# [Problem details]
Please count the lines in the data below that contain the word "water", and reply with only that number.

[begin The input]

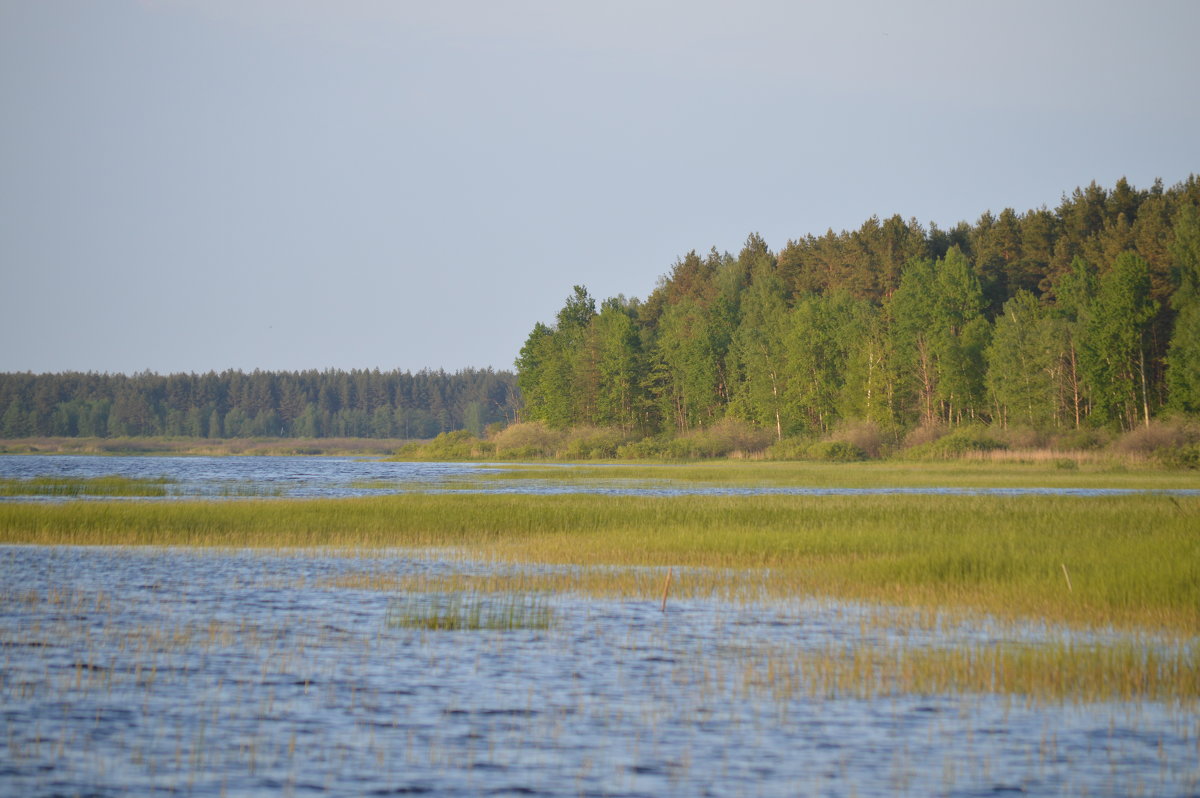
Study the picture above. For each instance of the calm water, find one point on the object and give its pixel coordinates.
(153, 671)
(210, 673)
(343, 477)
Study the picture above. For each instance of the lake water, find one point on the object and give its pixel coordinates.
(346, 477)
(208, 673)
(136, 671)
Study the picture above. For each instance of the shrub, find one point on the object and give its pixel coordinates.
(459, 444)
(1149, 441)
(955, 444)
(594, 443)
(864, 436)
(643, 449)
(790, 449)
(838, 451)
(1081, 439)
(528, 439)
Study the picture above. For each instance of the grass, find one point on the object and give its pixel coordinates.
(459, 611)
(961, 473)
(209, 447)
(65, 486)
(1133, 561)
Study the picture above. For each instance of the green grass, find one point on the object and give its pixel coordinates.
(112, 485)
(1133, 561)
(963, 473)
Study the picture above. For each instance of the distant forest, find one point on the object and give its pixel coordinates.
(1084, 315)
(233, 403)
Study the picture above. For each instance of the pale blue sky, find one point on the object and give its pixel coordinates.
(192, 185)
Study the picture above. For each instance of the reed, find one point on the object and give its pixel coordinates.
(1134, 559)
(70, 486)
(468, 611)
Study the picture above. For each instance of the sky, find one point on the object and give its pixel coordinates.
(195, 185)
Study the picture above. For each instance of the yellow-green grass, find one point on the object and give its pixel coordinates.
(111, 485)
(1051, 672)
(959, 474)
(1132, 561)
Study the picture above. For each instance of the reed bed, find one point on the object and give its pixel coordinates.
(1132, 561)
(1020, 472)
(71, 486)
(1059, 671)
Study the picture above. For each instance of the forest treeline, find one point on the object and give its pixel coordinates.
(355, 403)
(1086, 315)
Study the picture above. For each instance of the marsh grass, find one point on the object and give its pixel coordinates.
(1025, 469)
(466, 611)
(1048, 672)
(67, 486)
(1134, 561)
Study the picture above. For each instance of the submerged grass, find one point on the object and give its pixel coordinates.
(1048, 672)
(960, 474)
(463, 611)
(1133, 561)
(111, 485)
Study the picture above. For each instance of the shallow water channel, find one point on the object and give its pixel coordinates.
(198, 672)
(135, 671)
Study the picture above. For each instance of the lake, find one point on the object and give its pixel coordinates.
(348, 477)
(317, 672)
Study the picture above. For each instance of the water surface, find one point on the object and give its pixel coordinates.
(207, 673)
(347, 477)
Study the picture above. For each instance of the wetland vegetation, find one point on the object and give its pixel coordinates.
(475, 624)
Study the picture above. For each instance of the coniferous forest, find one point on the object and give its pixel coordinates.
(1077, 317)
(234, 405)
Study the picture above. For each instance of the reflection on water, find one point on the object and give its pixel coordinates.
(341, 477)
(130, 671)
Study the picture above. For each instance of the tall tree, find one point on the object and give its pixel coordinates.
(1114, 347)
(1183, 355)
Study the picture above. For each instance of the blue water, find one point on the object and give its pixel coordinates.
(347, 477)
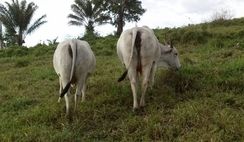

[end The input]

# [Written response]
6